- **Okunacak metin**:
__________________________________________________

23.04.2024 - 07:19 | Son Güncellenme:
Trendyol Süper Lig'in 33. haftasında Fenerbahçe, EMS Yapı Sivasspor ile deplasmanda 2-2 berabere kaldı ve zirve yarışında Galatasaray'ın 4 puan gerisine düştü. Fenerbahçe'nin Sivas deplasmanında iki puan bırakmasının ardından eleştirilerin hedefindeki isim teknik direktörü İsmail Kartal oldu.
Milliyet'in usta kalemlerinden Ercan Güven, İsmail Kartal'ı çok sert sözlerle eleştirirken yıldız isim için "Büyük takım oyuncusu değil." sözlerini kullandı.
İşte spor yazarlarının değerlendirmeleri...
ERCAN GÜVEN: 'KRAL' DIMDIZLAK (MİLLİYET)
Böylesi görülmedi… Kadıköy’deki Olympiakos rövanşında işi bitirecek adamlar “korumak için” kenara alınıp, uğruna “Avrupa Kupası yarı finali” feda edilen Sivasspor deplasmanı, Fenerbahçe’yi “şampiyonluk aday adaylığından” da etti…
Traji-komik!.. Lakin durum acıklı… Bundan sonrası Kadıköy’de tufandır! Çünkü, sözlük anlamıyla “yarım yamalak” bir sezon kalmıştır Fenerbahçe’nin elinde. Hem de en umutlu sezonda. Ne Avrupa, ne Lig, ne Kupa, hava sıfırın altında.
Bari frene basmasalardı, elini tutmasalardı da… Sistemi, pası, kötücül organizasyonları, bireysel yeteneksizleri dolu dolu protesto edecek Fenerbahçe eylemleri sürüp gitseydi. Yer yerinden oynasaydı. Hiç değilse futbola faydası olurdu belki. Bedelini ödediler, protesto da yarım yamalak kaldı. Bakınız Sivas’ın kazandığı penaltı.

__________________________________________________

Fenerbahçe'nin Sivasspor deplasmanındaki 2-2'lik beraberliğini ele alan yukarıdaki yazının, son cümlesinden sonraki devamını yazın. Sonraki satırların bu metinle hiçbir ilgisi yoktur.

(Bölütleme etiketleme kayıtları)

__________________________________________________

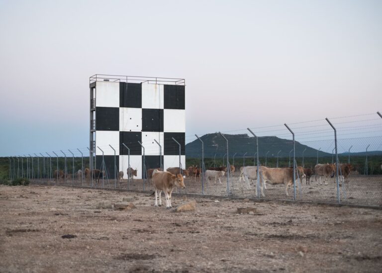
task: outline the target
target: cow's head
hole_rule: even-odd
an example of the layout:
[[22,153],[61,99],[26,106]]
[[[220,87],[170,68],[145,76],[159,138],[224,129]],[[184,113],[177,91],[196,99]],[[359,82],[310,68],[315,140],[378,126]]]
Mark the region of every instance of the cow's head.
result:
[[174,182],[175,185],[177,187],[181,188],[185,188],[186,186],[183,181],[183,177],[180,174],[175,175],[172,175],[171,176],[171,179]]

__________________________________________________

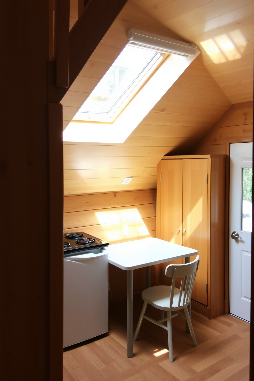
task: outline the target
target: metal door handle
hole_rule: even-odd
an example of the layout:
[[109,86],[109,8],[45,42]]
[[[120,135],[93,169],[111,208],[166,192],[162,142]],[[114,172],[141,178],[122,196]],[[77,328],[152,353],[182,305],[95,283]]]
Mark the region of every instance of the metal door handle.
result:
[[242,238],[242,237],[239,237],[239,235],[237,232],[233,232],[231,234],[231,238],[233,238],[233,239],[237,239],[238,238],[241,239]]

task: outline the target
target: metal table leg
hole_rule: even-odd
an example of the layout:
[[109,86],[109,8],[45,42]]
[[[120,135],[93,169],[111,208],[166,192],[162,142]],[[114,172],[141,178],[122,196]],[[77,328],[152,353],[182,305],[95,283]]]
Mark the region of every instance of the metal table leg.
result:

__________________________________________________

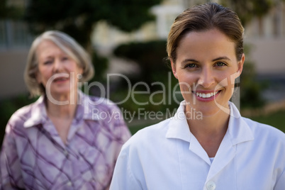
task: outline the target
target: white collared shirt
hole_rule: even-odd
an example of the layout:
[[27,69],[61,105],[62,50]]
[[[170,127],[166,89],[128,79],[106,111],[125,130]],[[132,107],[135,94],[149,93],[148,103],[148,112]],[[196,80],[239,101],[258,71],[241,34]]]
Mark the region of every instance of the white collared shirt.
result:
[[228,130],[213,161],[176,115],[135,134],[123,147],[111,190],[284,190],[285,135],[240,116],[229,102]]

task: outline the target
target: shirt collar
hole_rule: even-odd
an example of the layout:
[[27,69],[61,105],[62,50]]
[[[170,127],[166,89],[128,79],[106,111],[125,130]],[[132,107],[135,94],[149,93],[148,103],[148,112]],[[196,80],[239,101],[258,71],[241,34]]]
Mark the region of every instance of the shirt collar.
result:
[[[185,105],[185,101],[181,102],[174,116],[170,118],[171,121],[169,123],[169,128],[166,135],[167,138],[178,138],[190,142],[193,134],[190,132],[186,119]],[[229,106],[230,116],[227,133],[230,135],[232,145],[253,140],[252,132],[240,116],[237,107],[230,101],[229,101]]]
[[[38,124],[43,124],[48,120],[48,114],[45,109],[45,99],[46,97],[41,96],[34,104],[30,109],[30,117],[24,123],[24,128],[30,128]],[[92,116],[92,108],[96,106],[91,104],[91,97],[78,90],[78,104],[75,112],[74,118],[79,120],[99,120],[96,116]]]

__________________________________________________

- **Yanıt aşağıda**:
Maça gelince… Açıkçası ilk yarının 40 dakikasında topa hakim ama temposuz bir Fenerbahçe vardı Sivas’ta… Sadece kendi standartlarına göre değil lig ölçeğinde bile rölantiydi oyunu. Üç gün önceki 120 dakikanın bedelini tempoda, “asi çocuk” olmanın bedelini hakemde-VAR’da ödedi.
Kaleyi bularak sonuçlanan ilk Fenerbahçe pozisyonu, ancak 34. Dakikada Sivas savunmasını yerleşmeden yakalandığında Dzeko’nundu, o da Ali Şaşal’da kaldı. Sivasspor’un hep ileride bıraktığı en büyük gol silahı Manaj’a, bugüne kadar birikmiş ne kadar tecrübesi varsa hepsini kullanarak adım attırmadı Becao. Ta ki, Livakovic’in ona yaptığı penaltıya kadar. Gerçi top o sırada auta çıkmış ama VAR ve hakem penaltı diyor işte. Şimdi “protestona” kaldığın yerden başlasan ne yazar!
Livakovic, büyük kaleci mi yoksa sıradan mı sorusuna tam da olumlu yanıtlar düşünmeye başlarken 57’de Koita’ya yetişemeyip yine ters yüz etti her şeyi. Ardından bir de penaltı yarattı. Büyük takımın büyük kalecisi değil. Ne yazık ki, çok geç anlaşıldı!
Fred’in ilk yarı uzatmalarında gelen golü, yüksek kalitenin her koşul altında nasıl işe yarayacağının kullanma kılavuzu gibiydi. Ceza sahası dışından topu çekti ve hiç gerilmeden kalçadan füze gibi bir şutu tam doksana gönderdi. Elini çabuk tutup golü atmadan Fred’i çıkaramadı İsmail Kartal!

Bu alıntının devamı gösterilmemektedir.